_DATA FOR THIS TASK_:
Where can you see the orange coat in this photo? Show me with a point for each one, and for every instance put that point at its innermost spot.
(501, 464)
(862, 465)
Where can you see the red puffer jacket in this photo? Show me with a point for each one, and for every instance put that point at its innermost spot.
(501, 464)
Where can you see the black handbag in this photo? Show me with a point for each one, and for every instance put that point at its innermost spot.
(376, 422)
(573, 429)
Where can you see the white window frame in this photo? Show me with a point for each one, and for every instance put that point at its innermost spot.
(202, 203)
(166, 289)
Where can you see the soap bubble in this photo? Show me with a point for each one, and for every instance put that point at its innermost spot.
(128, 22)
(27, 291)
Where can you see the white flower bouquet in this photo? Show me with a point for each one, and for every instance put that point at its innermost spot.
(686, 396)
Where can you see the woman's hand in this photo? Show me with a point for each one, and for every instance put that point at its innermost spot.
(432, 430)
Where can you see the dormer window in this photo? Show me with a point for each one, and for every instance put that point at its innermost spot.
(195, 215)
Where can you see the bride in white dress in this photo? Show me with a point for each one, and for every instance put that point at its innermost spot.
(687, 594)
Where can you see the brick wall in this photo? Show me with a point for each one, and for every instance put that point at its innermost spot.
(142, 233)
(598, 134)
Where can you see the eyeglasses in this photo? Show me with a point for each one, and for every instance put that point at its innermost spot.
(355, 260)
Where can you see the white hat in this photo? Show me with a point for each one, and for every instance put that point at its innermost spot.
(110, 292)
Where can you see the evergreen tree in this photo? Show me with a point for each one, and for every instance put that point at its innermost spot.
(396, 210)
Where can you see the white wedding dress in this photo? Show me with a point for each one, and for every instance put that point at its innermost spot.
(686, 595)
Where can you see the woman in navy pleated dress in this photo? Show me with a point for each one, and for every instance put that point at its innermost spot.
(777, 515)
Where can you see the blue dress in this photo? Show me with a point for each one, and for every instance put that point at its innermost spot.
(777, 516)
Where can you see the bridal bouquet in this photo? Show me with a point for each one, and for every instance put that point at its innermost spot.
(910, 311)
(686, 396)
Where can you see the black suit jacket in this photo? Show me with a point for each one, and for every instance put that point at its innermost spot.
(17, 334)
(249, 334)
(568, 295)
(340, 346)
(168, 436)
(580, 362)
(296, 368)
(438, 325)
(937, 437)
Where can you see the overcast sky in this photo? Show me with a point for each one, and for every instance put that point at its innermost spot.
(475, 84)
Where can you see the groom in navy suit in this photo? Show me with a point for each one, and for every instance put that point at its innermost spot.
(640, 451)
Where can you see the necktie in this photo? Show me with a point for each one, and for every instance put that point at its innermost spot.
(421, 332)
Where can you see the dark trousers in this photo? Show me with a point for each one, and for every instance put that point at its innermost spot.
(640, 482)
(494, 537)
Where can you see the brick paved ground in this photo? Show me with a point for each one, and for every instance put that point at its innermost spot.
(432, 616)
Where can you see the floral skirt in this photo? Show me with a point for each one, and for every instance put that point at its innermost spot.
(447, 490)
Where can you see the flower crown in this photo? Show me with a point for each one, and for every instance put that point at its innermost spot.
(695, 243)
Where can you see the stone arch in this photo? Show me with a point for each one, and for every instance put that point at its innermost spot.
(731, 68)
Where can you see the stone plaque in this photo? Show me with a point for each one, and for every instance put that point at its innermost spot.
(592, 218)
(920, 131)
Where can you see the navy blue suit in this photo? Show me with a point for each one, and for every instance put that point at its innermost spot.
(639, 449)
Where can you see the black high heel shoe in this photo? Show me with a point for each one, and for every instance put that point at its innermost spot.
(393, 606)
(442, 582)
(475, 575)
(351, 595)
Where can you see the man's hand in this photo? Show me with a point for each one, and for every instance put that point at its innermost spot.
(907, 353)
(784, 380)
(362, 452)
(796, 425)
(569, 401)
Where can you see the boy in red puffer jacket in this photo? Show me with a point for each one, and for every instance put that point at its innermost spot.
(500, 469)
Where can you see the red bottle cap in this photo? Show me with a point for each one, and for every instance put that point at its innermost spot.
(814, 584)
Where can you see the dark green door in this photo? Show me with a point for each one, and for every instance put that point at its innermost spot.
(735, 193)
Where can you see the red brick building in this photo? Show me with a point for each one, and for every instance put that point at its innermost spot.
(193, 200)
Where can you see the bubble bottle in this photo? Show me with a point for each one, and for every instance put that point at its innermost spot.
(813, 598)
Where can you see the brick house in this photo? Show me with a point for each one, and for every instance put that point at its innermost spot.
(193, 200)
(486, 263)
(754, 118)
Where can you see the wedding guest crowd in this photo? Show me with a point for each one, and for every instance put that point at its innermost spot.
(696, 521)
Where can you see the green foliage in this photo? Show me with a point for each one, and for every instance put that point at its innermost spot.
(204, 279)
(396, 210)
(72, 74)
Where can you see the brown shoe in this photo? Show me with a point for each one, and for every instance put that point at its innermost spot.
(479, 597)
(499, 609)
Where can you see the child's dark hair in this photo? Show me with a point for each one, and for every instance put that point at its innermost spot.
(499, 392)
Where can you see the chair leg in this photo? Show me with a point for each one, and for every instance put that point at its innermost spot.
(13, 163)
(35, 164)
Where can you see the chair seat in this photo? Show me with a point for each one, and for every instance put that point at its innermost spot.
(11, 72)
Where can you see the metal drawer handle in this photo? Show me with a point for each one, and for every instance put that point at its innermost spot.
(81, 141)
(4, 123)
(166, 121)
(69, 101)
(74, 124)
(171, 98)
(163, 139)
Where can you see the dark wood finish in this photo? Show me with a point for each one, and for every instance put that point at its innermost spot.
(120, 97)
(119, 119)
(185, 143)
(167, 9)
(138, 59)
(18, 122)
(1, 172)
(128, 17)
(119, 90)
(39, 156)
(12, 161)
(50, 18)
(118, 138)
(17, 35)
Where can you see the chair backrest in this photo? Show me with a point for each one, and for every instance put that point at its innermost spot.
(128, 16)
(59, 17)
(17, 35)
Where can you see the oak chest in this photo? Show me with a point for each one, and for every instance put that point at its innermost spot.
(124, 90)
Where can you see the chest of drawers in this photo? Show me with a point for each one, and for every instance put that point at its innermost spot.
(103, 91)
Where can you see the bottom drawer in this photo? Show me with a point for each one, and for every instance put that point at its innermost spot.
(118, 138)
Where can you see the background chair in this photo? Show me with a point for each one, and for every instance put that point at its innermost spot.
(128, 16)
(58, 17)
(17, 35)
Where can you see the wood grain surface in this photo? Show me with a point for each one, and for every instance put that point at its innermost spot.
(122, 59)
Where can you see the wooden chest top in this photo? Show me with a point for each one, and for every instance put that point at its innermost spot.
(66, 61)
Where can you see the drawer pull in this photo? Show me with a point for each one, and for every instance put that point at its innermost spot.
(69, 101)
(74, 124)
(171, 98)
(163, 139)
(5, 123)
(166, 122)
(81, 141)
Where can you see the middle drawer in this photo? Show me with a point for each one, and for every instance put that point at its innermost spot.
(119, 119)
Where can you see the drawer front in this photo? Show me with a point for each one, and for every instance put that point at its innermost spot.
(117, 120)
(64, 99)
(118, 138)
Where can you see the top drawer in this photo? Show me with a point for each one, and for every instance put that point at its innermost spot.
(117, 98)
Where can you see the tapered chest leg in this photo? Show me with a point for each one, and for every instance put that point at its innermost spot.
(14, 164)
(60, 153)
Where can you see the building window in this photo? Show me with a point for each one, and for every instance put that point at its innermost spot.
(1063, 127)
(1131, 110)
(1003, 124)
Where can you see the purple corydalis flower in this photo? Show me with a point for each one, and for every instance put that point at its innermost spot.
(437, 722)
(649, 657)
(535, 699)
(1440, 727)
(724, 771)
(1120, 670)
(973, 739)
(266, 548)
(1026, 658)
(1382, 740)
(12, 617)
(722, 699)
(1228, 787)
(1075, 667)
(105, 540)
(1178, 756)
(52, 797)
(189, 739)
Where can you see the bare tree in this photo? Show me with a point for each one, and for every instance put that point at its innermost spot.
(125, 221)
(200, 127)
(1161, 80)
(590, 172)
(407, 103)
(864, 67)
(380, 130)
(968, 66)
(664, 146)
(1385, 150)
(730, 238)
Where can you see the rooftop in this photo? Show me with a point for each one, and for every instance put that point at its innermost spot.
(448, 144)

_WHAT TO PRODUCE_: Could you give again exactly the lines from the line containing "Where can you see the purple" through the final line of the data above, and no others?

_EXERCISE RESPONSE_:
Where can you see the purple corydalis flower in this photo? Show me with a point for each one, and for every instance put that point at its innermost spot.
(437, 722)
(649, 657)
(535, 699)
(1440, 727)
(724, 771)
(1120, 670)
(973, 739)
(266, 548)
(1026, 658)
(1382, 740)
(12, 617)
(722, 699)
(1228, 787)
(1075, 667)
(105, 540)
(1178, 756)
(52, 797)
(189, 739)
Where can you see the bare tree in this photo? Show me with a point for each one, and for every instance put that point at its innermost spot.
(125, 221)
(200, 127)
(1161, 80)
(590, 172)
(407, 103)
(864, 67)
(380, 130)
(968, 66)
(664, 146)
(1385, 150)
(730, 238)
Where can you see the rooftop in this photo? Show me with a point for each one, and for every instance put that point at its innermost spot.
(448, 144)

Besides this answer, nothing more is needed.